▶ **TÂCHE COURTE**: Recopiez à l'identique toutes les lignes de la liste ci-dessous, en omettant les images.

▶ **DONNÉES BRUTES**:

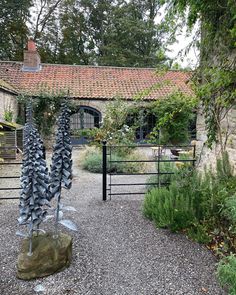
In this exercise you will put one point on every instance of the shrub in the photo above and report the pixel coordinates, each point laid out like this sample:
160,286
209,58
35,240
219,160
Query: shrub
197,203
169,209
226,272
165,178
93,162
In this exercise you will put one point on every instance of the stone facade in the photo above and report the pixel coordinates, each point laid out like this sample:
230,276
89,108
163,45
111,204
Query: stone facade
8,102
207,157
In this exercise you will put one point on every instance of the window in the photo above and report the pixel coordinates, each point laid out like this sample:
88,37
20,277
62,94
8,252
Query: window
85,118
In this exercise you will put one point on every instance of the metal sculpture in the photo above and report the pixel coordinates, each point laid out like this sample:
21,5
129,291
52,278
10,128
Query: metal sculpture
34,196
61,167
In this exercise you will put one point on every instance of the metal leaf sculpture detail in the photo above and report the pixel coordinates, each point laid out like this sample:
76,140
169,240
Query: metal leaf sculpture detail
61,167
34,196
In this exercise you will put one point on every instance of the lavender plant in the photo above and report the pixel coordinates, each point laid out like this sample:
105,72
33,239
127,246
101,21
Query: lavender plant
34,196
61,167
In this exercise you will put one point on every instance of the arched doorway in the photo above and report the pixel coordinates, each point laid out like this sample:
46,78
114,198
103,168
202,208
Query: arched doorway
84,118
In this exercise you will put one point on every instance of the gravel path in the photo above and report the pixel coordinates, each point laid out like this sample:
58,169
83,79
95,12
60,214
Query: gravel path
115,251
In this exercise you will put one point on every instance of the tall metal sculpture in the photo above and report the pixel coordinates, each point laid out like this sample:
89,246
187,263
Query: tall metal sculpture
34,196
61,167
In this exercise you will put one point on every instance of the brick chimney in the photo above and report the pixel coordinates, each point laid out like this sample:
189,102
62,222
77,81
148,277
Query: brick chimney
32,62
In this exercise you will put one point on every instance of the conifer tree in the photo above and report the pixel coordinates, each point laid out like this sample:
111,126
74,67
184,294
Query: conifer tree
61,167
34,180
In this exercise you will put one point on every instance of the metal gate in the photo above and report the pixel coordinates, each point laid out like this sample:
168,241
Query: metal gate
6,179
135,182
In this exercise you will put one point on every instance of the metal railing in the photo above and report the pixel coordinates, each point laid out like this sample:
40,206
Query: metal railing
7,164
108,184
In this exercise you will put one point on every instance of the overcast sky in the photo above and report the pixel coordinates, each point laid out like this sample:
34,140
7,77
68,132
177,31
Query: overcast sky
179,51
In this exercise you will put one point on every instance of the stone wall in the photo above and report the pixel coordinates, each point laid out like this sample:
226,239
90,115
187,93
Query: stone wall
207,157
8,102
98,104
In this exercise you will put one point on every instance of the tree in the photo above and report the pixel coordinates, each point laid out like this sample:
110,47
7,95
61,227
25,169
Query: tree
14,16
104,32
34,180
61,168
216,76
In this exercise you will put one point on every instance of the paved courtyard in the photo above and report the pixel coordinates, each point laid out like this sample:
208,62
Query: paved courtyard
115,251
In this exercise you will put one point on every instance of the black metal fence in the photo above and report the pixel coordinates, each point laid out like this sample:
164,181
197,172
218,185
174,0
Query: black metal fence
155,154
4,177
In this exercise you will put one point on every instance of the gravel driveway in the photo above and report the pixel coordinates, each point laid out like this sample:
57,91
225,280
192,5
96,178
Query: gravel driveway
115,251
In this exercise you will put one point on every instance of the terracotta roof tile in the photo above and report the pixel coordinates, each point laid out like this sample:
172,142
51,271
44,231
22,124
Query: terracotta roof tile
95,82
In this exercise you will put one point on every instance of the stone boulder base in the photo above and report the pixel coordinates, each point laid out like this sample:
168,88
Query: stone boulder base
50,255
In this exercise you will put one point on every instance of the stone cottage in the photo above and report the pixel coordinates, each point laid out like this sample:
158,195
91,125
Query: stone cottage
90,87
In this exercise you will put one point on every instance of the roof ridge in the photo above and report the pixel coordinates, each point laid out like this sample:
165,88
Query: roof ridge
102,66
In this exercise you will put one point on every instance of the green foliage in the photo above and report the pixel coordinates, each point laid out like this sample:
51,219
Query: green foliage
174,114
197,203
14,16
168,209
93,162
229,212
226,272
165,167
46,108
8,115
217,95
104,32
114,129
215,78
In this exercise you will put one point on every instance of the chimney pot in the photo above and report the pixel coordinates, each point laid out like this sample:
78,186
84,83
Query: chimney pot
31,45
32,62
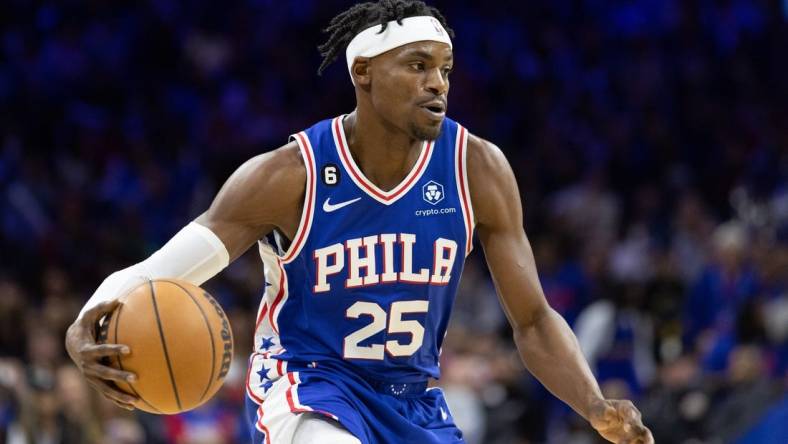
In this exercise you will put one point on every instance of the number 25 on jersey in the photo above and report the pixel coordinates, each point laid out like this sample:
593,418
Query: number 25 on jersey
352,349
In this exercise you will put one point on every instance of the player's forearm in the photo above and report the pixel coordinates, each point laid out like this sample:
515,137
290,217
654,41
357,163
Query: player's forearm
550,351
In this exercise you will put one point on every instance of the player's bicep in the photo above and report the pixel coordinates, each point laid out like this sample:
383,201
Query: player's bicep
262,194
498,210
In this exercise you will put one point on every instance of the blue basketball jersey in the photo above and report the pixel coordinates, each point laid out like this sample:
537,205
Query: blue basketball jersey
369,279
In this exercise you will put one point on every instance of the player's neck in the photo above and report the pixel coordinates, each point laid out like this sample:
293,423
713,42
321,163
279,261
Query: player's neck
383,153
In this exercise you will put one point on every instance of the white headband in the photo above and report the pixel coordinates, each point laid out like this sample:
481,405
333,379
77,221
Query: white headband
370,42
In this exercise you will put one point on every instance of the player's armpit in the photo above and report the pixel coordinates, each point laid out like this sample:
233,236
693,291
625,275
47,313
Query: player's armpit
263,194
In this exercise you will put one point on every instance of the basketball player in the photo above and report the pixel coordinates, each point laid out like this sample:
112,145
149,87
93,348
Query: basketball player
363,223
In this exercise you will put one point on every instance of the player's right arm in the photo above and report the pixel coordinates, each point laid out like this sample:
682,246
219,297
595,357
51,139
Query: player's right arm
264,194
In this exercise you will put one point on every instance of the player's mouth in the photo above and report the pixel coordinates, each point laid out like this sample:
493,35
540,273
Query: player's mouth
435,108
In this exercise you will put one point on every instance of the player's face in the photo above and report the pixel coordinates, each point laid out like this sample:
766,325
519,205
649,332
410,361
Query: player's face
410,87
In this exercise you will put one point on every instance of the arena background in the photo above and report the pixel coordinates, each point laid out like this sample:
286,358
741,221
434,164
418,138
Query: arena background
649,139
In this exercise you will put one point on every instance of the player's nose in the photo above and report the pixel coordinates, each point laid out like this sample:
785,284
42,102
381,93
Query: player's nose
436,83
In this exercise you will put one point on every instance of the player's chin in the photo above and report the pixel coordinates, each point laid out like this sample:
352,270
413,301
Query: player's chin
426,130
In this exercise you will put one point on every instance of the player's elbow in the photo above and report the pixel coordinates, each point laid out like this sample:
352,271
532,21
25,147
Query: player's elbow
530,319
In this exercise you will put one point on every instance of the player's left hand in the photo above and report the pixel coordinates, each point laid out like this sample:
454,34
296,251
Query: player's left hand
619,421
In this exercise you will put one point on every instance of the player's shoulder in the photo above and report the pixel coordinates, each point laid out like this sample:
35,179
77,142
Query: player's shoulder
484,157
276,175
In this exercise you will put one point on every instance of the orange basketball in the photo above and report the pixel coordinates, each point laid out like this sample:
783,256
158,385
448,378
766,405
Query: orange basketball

▶ **RÉPONSE COMPLÈTE**:
In this exercise you will put one point on every instance of the shrub in the photo above and report the pixel coordinates, each point laid out like this sample:
160,286
209,58
35,240
219,160
Query: shrub
197,203
169,209
226,272
165,178
93,162
In this exercise you will put one point on every instance of the stone facade in the photo above and report the pixel coordinates, each point laid out like this sample:
230,276
89,108
163,45
111,204
Query: stone facade
8,102
207,157
In this exercise you will put one point on every instance of the window in the photo above and report the pixel coordinates, each point laid out like this sample:
88,37
20,277
62,94
8,252
Query: window
85,118
In this exercise you will put one point on every instance of the metal sculpture in the photo above and report the pixel coordinates, each point laid out like this sample:
21,5
129,291
52,278
10,128
Query: metal sculpture
34,196
61,167
In this exercise you will put one point on every instance of the metal leaf sculpture detail in the photo above and report the pixel coordinates, each point laid out like this sample:
76,140
169,240
Query: metal leaf sculpture detail
61,167
34,196
In this exercise you will put one point on every instance of the lavender plant in the photo above and report the pixel coordinates, each point laid out like this sample:
105,72
33,239
127,246
101,21
Query: lavender plant
34,196
61,167
In this exercise you will put one point on every instance of the arched doorway in the photo above and report the pixel coordinates, each point laid out like this sample:
46,78
114,198
103,168
202,208
Query: arched doorway
84,118
In this exercise you will put one point on every instance of the gravel path in the photo above and report the pixel coordinates, each point laid out like this sample:
58,169
83,79
95,12
60,214
Query: gravel path
115,251
In this exercise you will put one point on every instance of the tall metal sculpture in the photo above and report the pixel coordinates, each point laid out like this sample:
89,246
187,263
Query: tall metal sculpture
34,196
61,167
In this exercise you will put one point on every instance of the brick chimney in the photo above and report the pixel coordinates, each point laid out like this sample:
189,102
62,222
77,81
148,277
Query: brick chimney
32,62
In this exercise you will put one point on every instance of the conifer tree in the photo above and report the pixel coordinates, each point laid out like this sample:
111,126
74,67
184,294
Query: conifer tree
61,167
34,180
In this exercise you will put one point on every instance of the metal gate in the photo above and report the pixel coordinates, each point laid out like this sample:
168,241
Query: metal gate
6,179
135,182
In this exercise you will put one point on every instance of the metal railing in the photo above and report the pixel coordinates, each point laid out like this sample:
40,206
Query: metal railing
7,164
108,184
In this exercise you will put one point on every instance of the overcast sky in the photo above and report the pixel coordinates, each point laid out like this sample:
34,140
7,77
68,132
177,31
Query: overcast sky
179,51
In this exercise you will put one point on every instance of the stone wall in the photo above and report the pixel coordinates, each point laid out like this sample:
226,239
90,115
187,93
Query: stone wall
207,157
8,102
98,104
In this exercise you will put one point on every instance of the tree in the photo above and report the pixel coordinates, each point laid out like this sample:
110,47
7,95
61,227
25,169
Query: tree
14,16
104,32
34,180
61,168
216,76
In this exercise you will put one point on every instance of the paved courtyard in the photo above and report the pixel coordinates, each point laid out like this sample:
208,62
Query: paved courtyard
115,251
In this exercise you will put one point on every instance of the black metal fence in the photo above and report the pixel coordinates, each point laid out like this sample:
164,181
197,172
218,185
174,0
Query: black metal fence
155,154
4,177
In this exercise you will put one point on every instance of the gravel driveway in the photo above and report the pixel coordinates, each point laid out like this sample:
57,91
225,280
192,5
96,178
Query: gravel driveway
115,251
In this exercise you will put one point on every instance of the terracotta roof tile in the photo above and report the pixel coordinates, each point laid out like this sample:
172,142
51,271
44,231
22,124
Query: terracotta roof tile
95,82
In this exercise you will put one point on every instance of the stone boulder base in the photo above and report the pixel coordinates, each point laid out like this sample:
168,88
Query: stone boulder base
50,255
In this exercise you will put one point on every instance of the stone cottage in the photo above and report the pixel coordinates, each point laid out like this sample:
158,195
91,125
Query: stone cottage
90,87
In this exercise you will put one point on every instance of the roof ridge in the photo above and report the pixel coordinates, each point laid out like this sample:
165,88
Query: roof ridge
102,66
In this exercise you will put one point on every instance of the green foliage in the photo above and report the pixel coordinates, each point laid out like this sample:
51,219
Query: green foliage
174,114
197,203
14,16
168,209
93,162
229,212
226,272
165,167
46,108
8,115
217,95
104,32
114,129
215,78
In this exercise you will put one point on every instance of the chimney pot in the photo above and report the pixel coordinates, each point laid out like this sample:
78,186
84,83
Query: chimney pot
31,45
32,62
In this exercise you will put one point on every instance of the number 25 on jersey in the photo above and report the pixel coordinates, each point laid out like this sample:
593,418
Query: number 25 on jersey
352,349
In this exercise you will put one point on every instance of the player's forearm in the photo above and report the pixel coordinates, each point laid out like this sample:
515,137
290,217
654,41
357,163
Query: player's forearm
550,351
In this exercise you will put one point on every instance of the player's bicep in the photo above and report the pixel coordinates, each point laid out like this sample:
383,201
Query: player's bicep
262,194
498,210
In this exercise you will put one point on every instance of the blue basketball jersey in the photo above and report the pixel coordinates, each point laid out like this sample:
537,205
Query: blue basketball jersey
369,279
In this exercise you will put one point on every instance of the player's neck in the photo above and report the pixel coordinates, each point laid out like this sample:
293,423
713,42
321,163
279,261
Query: player's neck
383,153
In this exercise you will put one point on every instance of the white headband in the photo above and report the pixel coordinates, each point laid out like this sample:
481,405
333,379
77,221
Query: white headband
370,42
In this exercise you will put one point on every instance of the player's armpit in the photo above and report the pixel coordinates, each point laid out like this sample:
233,236
693,291
625,275
47,313
Query: player's armpit
263,194
In this exercise you will put one point on every instance of the basketball player in the photo above and report the pixel coordinates, each point laid out like this sample:
112,145
149,87
93,348
Query: basketball player
363,223
In this exercise you will put one point on every instance of the player's right arm in the photo above and report the pixel coordinates, each point laid out like this sample:
682,246
219,297
595,357
51,139
Query: player's right arm
264,194
In this exercise you will put one point on every instance of the player's mouth in the photo above and report the pixel coordinates, each point laid out like this sample:
493,35
540,273
Query: player's mouth
435,108
In this exercise you will put one point on every instance of the player's face in the photo above and report the pixel coordinates, each point laid out like this sample:
766,325
519,205
649,332
410,361
Query: player's face
410,87
In this exercise you will put one point on every instance of the arena background in the photo above and report the pixel coordinates, each point laid out like this sample:
286,358
741,221
434,164
418,138
Query: arena background
649,139
In this exercise you will put one point on every instance of the player's nose in the photo above and report the pixel coordinates, each point laid out like this sample:
785,284
42,102
381,93
Query: player's nose
436,83
In this exercise you will put one point on every instance of the player's chin in the photo above and report the pixel coordinates, each point laid out like this sample:
352,270
413,301
Query: player's chin
426,130
In this exercise you will put one point on every instance of the player's elbow in the photo above and report the pixel coordinates, each point laid out like this sample:
352,271
532,21
25,147
Query: player's elbow
530,319
In this exercise you will put one point on every instance of the player's left hand in the photo above and report the pixel coordinates, each point laid out like this sample:
454,34
296,251
Query: player's left hand
619,421
In this exercise you will put one point on every instance of the player's shoulder in the photo above and report the pixel coordinates, each point laid out like this sample:
35,179
77,142
Query: player's shoulder
484,157
276,175
In this exercise you will put one point on every instance of the orange basketball in the photo above and report the pixel coordinates, each point laid out like this sample:
783,256
158,385
448,378
766,405
Query: orange basketball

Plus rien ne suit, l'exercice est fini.